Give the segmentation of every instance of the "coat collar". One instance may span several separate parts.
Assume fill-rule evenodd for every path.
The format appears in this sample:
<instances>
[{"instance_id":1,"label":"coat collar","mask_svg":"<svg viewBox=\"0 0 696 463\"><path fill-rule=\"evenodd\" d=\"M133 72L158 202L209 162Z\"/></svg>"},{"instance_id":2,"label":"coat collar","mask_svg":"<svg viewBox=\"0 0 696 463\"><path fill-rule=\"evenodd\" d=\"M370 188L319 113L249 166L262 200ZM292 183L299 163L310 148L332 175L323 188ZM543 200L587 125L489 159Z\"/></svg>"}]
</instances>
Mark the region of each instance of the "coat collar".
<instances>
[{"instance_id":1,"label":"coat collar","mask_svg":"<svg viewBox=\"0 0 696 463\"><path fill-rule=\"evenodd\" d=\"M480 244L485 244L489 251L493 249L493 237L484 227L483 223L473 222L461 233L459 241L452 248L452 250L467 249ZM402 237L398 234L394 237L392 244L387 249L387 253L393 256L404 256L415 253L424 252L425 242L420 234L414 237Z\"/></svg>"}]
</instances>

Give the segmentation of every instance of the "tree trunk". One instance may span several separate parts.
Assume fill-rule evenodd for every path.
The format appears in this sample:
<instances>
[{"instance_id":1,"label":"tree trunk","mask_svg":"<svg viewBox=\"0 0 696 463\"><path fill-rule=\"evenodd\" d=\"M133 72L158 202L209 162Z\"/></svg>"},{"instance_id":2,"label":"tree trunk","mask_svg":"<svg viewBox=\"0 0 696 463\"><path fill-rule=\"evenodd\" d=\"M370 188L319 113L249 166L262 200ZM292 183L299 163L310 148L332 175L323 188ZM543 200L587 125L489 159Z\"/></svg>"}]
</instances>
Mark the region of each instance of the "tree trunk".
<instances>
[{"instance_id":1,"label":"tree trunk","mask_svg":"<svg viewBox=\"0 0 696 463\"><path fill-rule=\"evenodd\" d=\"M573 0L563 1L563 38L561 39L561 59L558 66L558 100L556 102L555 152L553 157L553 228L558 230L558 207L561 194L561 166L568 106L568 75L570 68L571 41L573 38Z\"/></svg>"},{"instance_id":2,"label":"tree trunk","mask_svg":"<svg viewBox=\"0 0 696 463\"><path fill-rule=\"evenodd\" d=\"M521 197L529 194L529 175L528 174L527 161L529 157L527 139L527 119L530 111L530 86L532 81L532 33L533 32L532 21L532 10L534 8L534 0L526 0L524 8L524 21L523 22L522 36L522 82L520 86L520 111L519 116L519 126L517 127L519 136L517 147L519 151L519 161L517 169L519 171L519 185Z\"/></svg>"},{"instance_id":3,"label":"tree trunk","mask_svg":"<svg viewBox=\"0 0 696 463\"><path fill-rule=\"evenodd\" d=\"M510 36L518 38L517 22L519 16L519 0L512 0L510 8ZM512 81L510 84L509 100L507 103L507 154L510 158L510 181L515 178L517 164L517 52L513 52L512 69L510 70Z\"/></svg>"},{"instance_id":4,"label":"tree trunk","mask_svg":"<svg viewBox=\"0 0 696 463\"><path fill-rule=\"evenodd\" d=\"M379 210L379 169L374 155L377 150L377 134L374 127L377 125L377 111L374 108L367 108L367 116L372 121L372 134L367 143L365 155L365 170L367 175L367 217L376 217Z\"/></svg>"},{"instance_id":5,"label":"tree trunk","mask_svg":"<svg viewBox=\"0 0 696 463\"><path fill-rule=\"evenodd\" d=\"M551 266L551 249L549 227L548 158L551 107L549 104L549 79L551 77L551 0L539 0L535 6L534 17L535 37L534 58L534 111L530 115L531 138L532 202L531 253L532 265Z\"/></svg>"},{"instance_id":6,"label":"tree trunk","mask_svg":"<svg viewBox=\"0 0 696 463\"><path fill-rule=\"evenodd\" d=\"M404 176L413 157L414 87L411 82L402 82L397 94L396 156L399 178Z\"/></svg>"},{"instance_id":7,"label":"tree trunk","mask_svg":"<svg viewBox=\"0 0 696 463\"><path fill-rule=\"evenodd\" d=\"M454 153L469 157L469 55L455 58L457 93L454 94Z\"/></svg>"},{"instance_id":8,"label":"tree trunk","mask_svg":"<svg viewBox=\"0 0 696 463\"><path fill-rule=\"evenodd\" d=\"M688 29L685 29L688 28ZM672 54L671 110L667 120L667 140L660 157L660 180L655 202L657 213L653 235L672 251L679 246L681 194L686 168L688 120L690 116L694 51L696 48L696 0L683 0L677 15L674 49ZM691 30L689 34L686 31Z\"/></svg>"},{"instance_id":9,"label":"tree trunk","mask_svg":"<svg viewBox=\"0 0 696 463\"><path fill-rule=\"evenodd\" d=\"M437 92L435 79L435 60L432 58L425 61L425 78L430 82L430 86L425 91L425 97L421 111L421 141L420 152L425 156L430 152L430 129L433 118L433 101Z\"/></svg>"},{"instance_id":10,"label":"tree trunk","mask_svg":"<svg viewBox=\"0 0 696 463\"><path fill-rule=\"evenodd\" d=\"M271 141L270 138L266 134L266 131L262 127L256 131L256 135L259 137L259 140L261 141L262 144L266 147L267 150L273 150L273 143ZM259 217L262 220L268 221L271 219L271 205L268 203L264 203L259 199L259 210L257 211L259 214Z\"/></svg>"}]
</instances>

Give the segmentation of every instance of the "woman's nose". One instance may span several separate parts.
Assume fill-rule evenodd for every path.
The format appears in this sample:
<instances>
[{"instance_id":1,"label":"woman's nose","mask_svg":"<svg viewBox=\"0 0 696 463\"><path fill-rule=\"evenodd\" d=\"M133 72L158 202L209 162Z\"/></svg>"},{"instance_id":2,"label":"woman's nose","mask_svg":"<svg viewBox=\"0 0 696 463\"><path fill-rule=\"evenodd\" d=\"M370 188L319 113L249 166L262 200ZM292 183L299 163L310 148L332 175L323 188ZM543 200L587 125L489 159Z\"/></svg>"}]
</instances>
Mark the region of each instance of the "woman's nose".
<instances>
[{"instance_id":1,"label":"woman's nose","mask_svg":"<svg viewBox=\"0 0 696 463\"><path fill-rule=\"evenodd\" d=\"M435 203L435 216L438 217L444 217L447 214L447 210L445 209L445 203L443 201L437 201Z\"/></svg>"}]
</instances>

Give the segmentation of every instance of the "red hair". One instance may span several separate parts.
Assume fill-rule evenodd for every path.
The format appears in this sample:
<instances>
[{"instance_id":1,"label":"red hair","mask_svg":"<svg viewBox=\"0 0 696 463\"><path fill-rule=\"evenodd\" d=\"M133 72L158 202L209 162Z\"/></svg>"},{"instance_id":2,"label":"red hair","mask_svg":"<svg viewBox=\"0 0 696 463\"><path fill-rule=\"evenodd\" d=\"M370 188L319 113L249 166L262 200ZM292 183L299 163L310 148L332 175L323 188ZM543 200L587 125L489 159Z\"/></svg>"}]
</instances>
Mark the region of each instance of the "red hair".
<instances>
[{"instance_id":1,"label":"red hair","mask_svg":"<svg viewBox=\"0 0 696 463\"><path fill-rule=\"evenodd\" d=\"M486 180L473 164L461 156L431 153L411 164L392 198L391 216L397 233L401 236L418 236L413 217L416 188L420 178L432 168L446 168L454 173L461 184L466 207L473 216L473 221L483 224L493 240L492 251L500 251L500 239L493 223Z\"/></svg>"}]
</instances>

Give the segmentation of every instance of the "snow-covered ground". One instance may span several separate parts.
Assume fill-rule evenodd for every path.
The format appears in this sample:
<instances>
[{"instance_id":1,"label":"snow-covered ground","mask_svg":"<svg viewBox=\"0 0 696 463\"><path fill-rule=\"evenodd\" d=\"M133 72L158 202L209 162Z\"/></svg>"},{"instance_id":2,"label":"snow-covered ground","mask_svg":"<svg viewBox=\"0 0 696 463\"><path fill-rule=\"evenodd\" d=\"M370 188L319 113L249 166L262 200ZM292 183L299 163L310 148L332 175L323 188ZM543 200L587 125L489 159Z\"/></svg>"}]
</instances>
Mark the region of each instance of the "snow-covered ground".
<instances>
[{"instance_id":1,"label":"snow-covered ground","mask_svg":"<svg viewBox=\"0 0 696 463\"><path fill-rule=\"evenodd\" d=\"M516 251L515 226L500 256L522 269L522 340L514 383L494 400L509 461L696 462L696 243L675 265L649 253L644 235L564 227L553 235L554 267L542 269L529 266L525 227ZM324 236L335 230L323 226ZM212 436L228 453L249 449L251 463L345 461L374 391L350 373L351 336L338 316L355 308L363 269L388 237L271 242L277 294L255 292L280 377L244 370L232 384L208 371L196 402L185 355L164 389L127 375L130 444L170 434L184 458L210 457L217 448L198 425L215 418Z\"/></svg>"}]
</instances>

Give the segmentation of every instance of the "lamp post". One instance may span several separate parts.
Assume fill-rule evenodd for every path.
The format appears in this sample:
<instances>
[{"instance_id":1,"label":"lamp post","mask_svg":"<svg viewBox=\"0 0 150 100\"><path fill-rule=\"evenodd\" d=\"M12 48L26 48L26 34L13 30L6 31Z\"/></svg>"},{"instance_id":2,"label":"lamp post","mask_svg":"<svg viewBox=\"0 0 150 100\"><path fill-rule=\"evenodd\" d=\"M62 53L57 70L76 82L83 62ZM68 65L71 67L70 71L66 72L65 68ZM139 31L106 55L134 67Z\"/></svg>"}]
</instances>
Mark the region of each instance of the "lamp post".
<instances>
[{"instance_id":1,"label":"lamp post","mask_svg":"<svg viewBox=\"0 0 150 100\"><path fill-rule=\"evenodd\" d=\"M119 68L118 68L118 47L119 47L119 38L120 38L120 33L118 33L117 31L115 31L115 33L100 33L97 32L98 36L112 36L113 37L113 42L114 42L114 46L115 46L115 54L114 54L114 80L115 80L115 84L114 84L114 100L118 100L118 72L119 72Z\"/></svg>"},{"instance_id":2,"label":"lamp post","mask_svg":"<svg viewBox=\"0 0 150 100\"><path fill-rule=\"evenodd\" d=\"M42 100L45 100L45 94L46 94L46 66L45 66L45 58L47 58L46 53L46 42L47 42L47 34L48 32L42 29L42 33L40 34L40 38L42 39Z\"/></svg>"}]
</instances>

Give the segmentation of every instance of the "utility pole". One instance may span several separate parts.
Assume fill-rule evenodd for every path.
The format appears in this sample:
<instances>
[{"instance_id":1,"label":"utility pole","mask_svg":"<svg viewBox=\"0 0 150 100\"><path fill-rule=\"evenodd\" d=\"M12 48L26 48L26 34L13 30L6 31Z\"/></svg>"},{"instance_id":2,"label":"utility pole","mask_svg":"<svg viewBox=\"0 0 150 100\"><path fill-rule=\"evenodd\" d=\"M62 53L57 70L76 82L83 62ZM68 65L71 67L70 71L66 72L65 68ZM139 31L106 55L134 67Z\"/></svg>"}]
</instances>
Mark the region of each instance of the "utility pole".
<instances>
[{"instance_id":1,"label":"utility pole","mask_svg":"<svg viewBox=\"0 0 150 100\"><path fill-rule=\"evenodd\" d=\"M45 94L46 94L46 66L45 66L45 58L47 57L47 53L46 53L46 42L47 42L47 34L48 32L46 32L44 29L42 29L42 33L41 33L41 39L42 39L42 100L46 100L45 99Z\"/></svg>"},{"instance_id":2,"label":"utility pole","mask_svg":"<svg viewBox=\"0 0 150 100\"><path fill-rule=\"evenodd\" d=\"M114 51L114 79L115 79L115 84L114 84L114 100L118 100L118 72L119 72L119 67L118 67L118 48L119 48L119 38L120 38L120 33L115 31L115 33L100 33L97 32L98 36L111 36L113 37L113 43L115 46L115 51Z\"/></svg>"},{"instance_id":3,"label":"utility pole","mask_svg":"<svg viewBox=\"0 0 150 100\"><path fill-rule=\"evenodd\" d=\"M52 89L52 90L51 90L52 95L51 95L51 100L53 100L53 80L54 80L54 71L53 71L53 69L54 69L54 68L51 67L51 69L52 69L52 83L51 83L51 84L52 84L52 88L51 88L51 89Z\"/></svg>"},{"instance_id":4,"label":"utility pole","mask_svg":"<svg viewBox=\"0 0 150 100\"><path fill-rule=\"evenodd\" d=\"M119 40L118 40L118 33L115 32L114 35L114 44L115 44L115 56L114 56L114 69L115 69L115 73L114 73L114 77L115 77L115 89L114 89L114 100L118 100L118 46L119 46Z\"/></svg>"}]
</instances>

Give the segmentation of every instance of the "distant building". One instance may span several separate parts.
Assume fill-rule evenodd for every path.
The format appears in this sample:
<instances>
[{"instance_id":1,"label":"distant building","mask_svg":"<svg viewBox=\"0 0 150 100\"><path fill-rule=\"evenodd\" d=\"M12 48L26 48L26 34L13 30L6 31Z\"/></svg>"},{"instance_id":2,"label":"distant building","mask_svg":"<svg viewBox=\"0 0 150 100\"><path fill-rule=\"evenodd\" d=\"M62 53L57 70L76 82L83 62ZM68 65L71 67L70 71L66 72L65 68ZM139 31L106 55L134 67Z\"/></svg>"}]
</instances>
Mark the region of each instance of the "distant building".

• PROBLEM DETAILS: Copy out each line of the items above that includes the string "segmentation".

• SOLUTION TO THE EXERCISE:
Give the segmentation of every instance of the "coat collar". One instance may span several separate parts.
Give the segmentation of every instance of the "tree trunk". One instance may span several separate parts.
Give the segmentation of every instance of the "woman's nose". One instance may span several separate parts.
Give the segmentation of every instance of the "red hair". One instance may span several separate parts.
Give the segmentation of every instance of the "snow-covered ground". One instance may span several separate parts.
Give the segmentation of every instance of the "lamp post". One instance may span several separate parts.
Give the segmentation of every instance of the "utility pole". One instance may span several separate parts.
Give the segmentation of every instance of the "distant building". One instance may span several separate parts.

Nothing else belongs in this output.